→ **Source passage**:
● ● ●

For the years ended December 31, 2011, 2010 and 2009 no impairments have resulted from our analysis.
 
Defined benefit pension plans
 
The Company has several defined benefit plans which provide retirement, death and termination benefits. The Company's net obligation is calculated separately for each plan by estimating the amount of the future benefit that employees have earned in return for their cumulative service. Pension and post-retirement costs and obligations are actuarially determined and are affected by assumptions including expected return on plan assets, discount rates, compensation increases and employee turnover. The use of different assumptions and estimates could result in materially different carrying value pension obligations and could materially affect our results of operations.
 
The aggregated projected future benefit obligation is discounted to a present value, and the aggregated fair value of any plan assets is deducted. The discount rate is the market yield at the balance sheet date on government bonds in the relevant currency and based on terms consistent with the post-employment benefit obligations. The retirement benefits are generally a function of number of years of employment and amount of employees remuneration. The plans are primarily funded through payments to insurance companies. The Company records its pension costs in the period during which the services are rendered by the employees. Actuarial gains and losses are recognized in the statement of operations when the net cumulative unrecognized actuarial gains or losses for each individual plan at the end of the previous reporting year exceed 10% of the higher of the present value of the defined benefit obligation and the fair value of plan assets at that date. These gains and losses are recognized over the expected remaining working lives of the employees participating in the plans. Otherwise, recognition of actuarial gains and losses is included in other comprehensive income.  Those amounts will be subsequently recognized as a component of net periodic pension cost on the same basis as the amounts recognized in accumulated other comprehensive income.

● ● ●

→ **Extracted information**:
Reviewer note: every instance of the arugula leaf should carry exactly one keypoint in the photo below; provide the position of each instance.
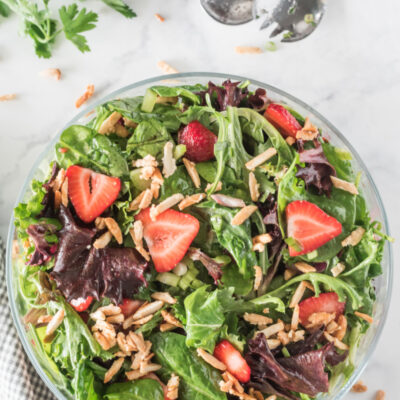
(90, 149)
(198, 380)
(75, 22)
(142, 389)
(121, 7)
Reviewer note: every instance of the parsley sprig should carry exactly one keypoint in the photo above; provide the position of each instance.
(39, 23)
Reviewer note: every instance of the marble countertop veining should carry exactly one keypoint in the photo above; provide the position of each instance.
(348, 69)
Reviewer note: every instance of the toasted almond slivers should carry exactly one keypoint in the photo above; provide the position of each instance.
(192, 171)
(163, 296)
(148, 309)
(290, 140)
(260, 159)
(103, 240)
(257, 319)
(254, 187)
(341, 332)
(248, 50)
(308, 132)
(359, 387)
(273, 329)
(338, 269)
(167, 327)
(304, 267)
(365, 317)
(164, 67)
(190, 200)
(243, 214)
(8, 97)
(298, 294)
(210, 359)
(51, 73)
(55, 322)
(64, 193)
(257, 277)
(165, 205)
(344, 185)
(169, 318)
(288, 274)
(354, 238)
(85, 97)
(340, 345)
(295, 318)
(172, 387)
(114, 228)
(169, 162)
(115, 367)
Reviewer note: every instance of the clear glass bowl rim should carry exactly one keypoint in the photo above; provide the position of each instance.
(211, 75)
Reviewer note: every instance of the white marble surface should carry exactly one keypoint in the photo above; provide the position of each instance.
(349, 70)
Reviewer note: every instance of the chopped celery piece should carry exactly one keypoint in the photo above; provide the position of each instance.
(168, 279)
(149, 101)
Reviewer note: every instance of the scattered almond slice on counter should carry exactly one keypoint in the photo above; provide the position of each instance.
(51, 73)
(248, 50)
(344, 185)
(85, 97)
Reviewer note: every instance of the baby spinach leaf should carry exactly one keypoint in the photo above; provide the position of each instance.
(198, 380)
(142, 389)
(149, 137)
(89, 149)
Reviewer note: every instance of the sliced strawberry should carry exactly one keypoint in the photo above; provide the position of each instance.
(168, 237)
(90, 192)
(281, 118)
(199, 142)
(81, 304)
(129, 306)
(309, 226)
(325, 302)
(235, 363)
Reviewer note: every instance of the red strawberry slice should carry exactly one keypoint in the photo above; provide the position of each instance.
(199, 142)
(168, 237)
(81, 304)
(129, 306)
(90, 192)
(309, 226)
(235, 363)
(325, 302)
(281, 118)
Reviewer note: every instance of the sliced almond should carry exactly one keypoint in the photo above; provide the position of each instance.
(190, 200)
(103, 240)
(338, 269)
(273, 329)
(55, 322)
(169, 162)
(248, 50)
(254, 187)
(115, 367)
(210, 359)
(260, 159)
(365, 317)
(354, 238)
(257, 277)
(304, 267)
(165, 205)
(192, 171)
(114, 228)
(243, 215)
(164, 297)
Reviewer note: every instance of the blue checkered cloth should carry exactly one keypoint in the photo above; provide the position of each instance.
(18, 378)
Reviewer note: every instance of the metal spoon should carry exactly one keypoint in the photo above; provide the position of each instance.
(295, 18)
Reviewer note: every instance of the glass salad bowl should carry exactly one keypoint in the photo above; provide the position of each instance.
(383, 283)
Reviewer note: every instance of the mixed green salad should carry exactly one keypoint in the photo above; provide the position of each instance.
(197, 242)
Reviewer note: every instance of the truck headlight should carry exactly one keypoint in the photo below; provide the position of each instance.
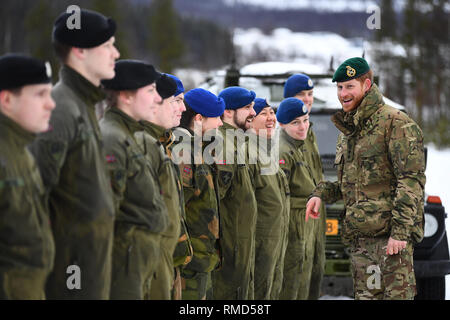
(431, 225)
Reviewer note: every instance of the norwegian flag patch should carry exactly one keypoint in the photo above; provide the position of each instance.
(110, 158)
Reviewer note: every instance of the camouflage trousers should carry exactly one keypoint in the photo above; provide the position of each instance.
(196, 285)
(163, 280)
(378, 276)
(23, 283)
(314, 260)
(135, 260)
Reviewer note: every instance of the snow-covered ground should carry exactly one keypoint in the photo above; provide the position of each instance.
(438, 178)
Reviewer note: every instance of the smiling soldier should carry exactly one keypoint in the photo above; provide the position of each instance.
(71, 159)
(26, 241)
(380, 164)
(294, 121)
(272, 197)
(234, 279)
(300, 86)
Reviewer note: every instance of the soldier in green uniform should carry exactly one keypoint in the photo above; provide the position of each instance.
(26, 241)
(141, 212)
(272, 197)
(157, 136)
(72, 161)
(234, 279)
(183, 251)
(293, 117)
(202, 116)
(300, 86)
(380, 164)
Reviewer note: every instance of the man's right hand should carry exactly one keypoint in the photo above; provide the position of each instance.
(312, 208)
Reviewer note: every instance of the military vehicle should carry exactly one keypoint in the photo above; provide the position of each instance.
(431, 256)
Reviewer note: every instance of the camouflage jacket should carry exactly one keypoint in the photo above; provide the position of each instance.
(201, 206)
(380, 163)
(312, 155)
(26, 239)
(73, 167)
(134, 178)
(160, 139)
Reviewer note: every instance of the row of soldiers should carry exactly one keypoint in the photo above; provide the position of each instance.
(112, 201)
(122, 208)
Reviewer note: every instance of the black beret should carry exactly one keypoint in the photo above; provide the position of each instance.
(131, 75)
(94, 29)
(166, 86)
(351, 69)
(17, 70)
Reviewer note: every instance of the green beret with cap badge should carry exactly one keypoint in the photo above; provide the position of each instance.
(351, 69)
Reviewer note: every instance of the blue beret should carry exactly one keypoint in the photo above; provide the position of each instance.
(297, 83)
(131, 75)
(260, 104)
(290, 109)
(204, 102)
(236, 97)
(94, 29)
(180, 88)
(17, 70)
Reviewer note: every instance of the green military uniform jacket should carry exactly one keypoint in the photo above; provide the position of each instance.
(172, 190)
(234, 280)
(380, 163)
(73, 167)
(26, 241)
(299, 174)
(133, 178)
(272, 225)
(201, 206)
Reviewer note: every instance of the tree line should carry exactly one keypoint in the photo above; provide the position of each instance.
(419, 78)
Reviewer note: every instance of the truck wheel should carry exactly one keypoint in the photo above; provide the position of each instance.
(431, 289)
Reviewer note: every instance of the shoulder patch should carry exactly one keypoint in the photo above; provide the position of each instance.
(225, 177)
(110, 158)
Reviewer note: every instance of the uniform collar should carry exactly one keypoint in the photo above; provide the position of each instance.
(14, 132)
(294, 142)
(82, 87)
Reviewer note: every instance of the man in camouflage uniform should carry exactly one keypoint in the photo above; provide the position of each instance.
(176, 249)
(380, 164)
(293, 117)
(234, 279)
(26, 241)
(72, 161)
(300, 86)
(141, 212)
(272, 197)
(202, 116)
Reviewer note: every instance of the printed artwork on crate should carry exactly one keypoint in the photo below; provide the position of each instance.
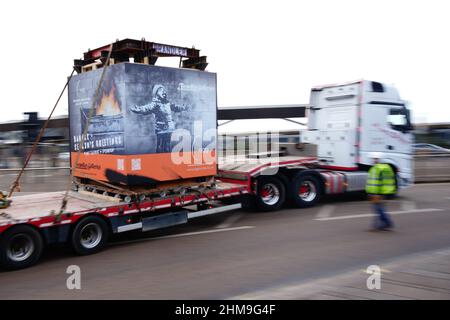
(146, 111)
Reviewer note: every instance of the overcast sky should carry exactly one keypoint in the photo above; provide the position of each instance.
(264, 52)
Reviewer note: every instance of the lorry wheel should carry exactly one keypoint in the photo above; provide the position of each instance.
(271, 193)
(89, 235)
(305, 190)
(20, 247)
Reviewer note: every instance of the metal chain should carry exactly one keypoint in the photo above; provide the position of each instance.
(35, 144)
(83, 136)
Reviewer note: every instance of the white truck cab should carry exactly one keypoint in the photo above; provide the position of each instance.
(349, 121)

● ● ●

→ **Given exercise 1**: Translate this sentence from the pension plans passage into Spanish: "The plans are primarily funded through payments to insurance companies."
→ **Given exercise 2**: In the pension plans passage, what threshold must net cumulative unrecognized actuarial gains or losses exceed before they are recognized in the statement of operations?

→ **Task response 1**: Los planes se financian principalmente mediante pagos a compañías de seguros.

→ **Task response 2**: 10% of the higher of the present value of the defined benefit obligation and the fair value of plan assets.